> _Records shown_
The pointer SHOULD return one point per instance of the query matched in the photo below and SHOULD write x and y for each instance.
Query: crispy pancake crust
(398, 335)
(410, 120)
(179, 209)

> _What is required_
Arrange every line of the records above as a numbered list, leaving out any blank lines.

> _Output for this exercise_
1. The pointer SHOULD return one point per instance of the query matched in the photo below and SHOULD write x and y for each instance.
2. Query: crispy pancake crust
3. (398, 335)
4. (410, 120)
5. (179, 209)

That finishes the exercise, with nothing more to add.